▶ SET EXERCISE A:
Extract from the listing below every line that contains the word "bare", and copy each line in full.

▶ SOURCE:
======

Re: benchmarking the query planner

From: "Greg Stark" <stark(at)enterprisedb(dot)com>
To: "Tom Lane" <tgl(at)sss(dot)pgh(dot)pa(dot)us>
Cc: "Simon Riggs" <simon(at)2ndquadrant(dot)com>, "Robert Haas" <robertmhaas(at)gmail(dot)com>, "Kevin Grittner" <Kevin(dot)Grittner(at)wicourts(dot)gov>, "jd(at)commandprompt(dot)com" <jd(at)commandprompt(dot)com>, "Josh Berkus" <josh(at)agliodbs(dot)com>, "Greg Smith" <gsmith(at)gregsmith(dot)com>, pgsql-hackers(at)postgresql(dot)org
Subject: Re: benchmarking the query planner
Date: 2008-12-12 18:33:12
Message-ID: 4136ffa0812121033o105f8d6bie0f2a87082c77df7@mail.gmail.com
Views: Raw Message | Whole Thread | Download mbox | Resend email
Thread:
Lists: pgsql-hackers

On Fri, Dec 12, 2008 at 6:18 PM, Tom Lane <tgl(at)sss(dot)pgh(dot)pa(dot)us> wrote:
> I seem to recall Greg suggesting that there were ways to estimate
> ndistinct without sorting, but short of a fundamental algorithm change
> there's not going to be a win here.

======

▶ GIVEN RECORDS:
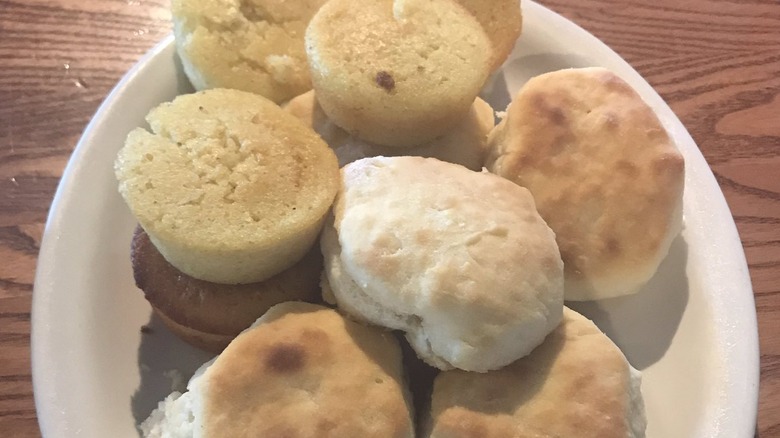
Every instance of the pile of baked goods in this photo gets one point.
(377, 259)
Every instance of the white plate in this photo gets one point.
(692, 330)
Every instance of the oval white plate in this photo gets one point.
(691, 330)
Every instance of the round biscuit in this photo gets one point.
(459, 260)
(576, 384)
(604, 172)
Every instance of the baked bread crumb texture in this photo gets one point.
(376, 257)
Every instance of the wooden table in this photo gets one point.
(716, 62)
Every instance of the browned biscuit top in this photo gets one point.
(604, 173)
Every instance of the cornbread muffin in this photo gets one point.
(209, 315)
(502, 20)
(230, 188)
(465, 144)
(576, 384)
(459, 260)
(397, 72)
(250, 45)
(603, 171)
(301, 371)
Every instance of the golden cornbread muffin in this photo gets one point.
(465, 144)
(576, 384)
(229, 187)
(251, 45)
(502, 20)
(301, 371)
(397, 72)
(209, 315)
(605, 175)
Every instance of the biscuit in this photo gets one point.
(459, 260)
(250, 45)
(230, 188)
(302, 370)
(603, 171)
(576, 384)
(396, 72)
(209, 315)
(502, 20)
(465, 144)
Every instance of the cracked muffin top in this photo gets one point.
(224, 179)
(250, 45)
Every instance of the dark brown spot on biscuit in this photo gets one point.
(385, 80)
(611, 120)
(548, 109)
(285, 358)
(613, 247)
(628, 168)
(324, 426)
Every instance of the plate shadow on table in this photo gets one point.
(165, 364)
(644, 324)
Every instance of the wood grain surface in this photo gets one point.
(717, 63)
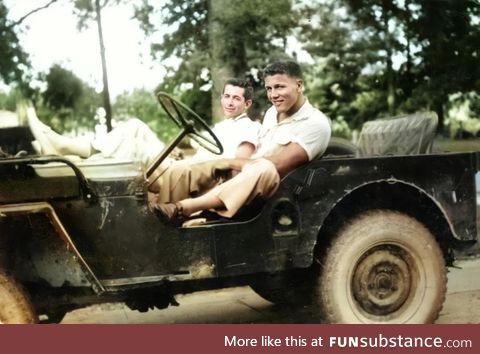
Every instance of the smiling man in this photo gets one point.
(236, 131)
(293, 132)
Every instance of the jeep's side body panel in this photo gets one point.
(124, 244)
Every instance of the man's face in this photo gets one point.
(284, 92)
(233, 101)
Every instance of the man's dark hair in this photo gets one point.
(286, 67)
(248, 88)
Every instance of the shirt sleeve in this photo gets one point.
(313, 135)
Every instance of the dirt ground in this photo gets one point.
(242, 305)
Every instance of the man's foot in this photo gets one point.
(40, 132)
(170, 212)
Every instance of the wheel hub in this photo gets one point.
(381, 281)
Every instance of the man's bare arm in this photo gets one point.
(288, 158)
(244, 150)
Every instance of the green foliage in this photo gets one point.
(67, 102)
(14, 62)
(250, 34)
(375, 58)
(143, 104)
(8, 101)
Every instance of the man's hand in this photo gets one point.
(288, 158)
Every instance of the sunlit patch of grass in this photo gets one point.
(442, 144)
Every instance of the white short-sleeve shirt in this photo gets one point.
(308, 127)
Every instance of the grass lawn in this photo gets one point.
(443, 144)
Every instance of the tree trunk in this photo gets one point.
(106, 94)
(389, 70)
(438, 107)
(220, 68)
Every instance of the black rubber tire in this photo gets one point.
(383, 267)
(340, 147)
(15, 306)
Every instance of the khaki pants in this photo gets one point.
(181, 180)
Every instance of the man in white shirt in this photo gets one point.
(134, 140)
(237, 132)
(293, 133)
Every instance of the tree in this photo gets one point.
(384, 57)
(142, 104)
(91, 10)
(14, 62)
(213, 41)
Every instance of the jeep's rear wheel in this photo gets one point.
(383, 267)
(15, 306)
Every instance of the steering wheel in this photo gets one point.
(191, 123)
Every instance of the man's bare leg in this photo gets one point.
(53, 143)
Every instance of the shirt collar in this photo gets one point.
(241, 116)
(302, 113)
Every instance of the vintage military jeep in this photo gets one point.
(362, 239)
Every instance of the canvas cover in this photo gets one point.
(402, 135)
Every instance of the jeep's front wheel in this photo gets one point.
(15, 307)
(383, 267)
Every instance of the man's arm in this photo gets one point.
(288, 158)
(244, 150)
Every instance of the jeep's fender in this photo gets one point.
(50, 254)
(397, 195)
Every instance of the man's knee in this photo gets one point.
(265, 168)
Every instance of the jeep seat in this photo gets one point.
(402, 135)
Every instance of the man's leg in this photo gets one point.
(183, 179)
(257, 179)
(52, 143)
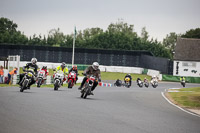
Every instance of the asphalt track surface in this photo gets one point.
(110, 110)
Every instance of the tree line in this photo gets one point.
(118, 36)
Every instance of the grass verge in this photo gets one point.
(186, 97)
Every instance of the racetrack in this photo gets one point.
(110, 110)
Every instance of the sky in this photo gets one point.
(160, 17)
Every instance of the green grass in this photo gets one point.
(104, 76)
(109, 75)
(116, 75)
(187, 97)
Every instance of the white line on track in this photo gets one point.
(162, 93)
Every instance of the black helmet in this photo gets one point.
(63, 65)
(33, 61)
(95, 65)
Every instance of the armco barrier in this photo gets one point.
(177, 78)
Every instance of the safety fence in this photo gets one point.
(142, 59)
(177, 78)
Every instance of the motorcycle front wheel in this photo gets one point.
(56, 85)
(39, 82)
(70, 84)
(23, 87)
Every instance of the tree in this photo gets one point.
(56, 37)
(9, 33)
(170, 41)
(144, 35)
(193, 33)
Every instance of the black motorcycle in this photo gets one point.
(27, 79)
(154, 83)
(140, 83)
(118, 83)
(146, 84)
(88, 86)
(183, 83)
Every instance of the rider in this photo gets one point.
(74, 68)
(138, 79)
(145, 80)
(182, 78)
(92, 70)
(129, 76)
(45, 69)
(118, 82)
(32, 65)
(62, 68)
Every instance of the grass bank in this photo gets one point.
(186, 97)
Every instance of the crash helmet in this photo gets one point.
(44, 67)
(34, 61)
(63, 65)
(95, 65)
(74, 67)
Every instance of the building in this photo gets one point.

======

▶ SET EXERCISE B:
Answer the following questions using the mailing-list message above:
(i) On what date and at what time was the message sent?
(ii) To which list was the message posted?
(iii) According to the quoted passage, what did Greg suggest could be estimated without sorting?

▶ WRITTEN RESPONSE A:
Every instance of the man's bare arm in this photo gets one point.
Every instance of the man's bare leg in this photo gets one point.

▶ WRITTEN RESPONSE B:
(i) 2008-12-12 18:33:12
(ii) pgsql-hackers
(iii) ndistinct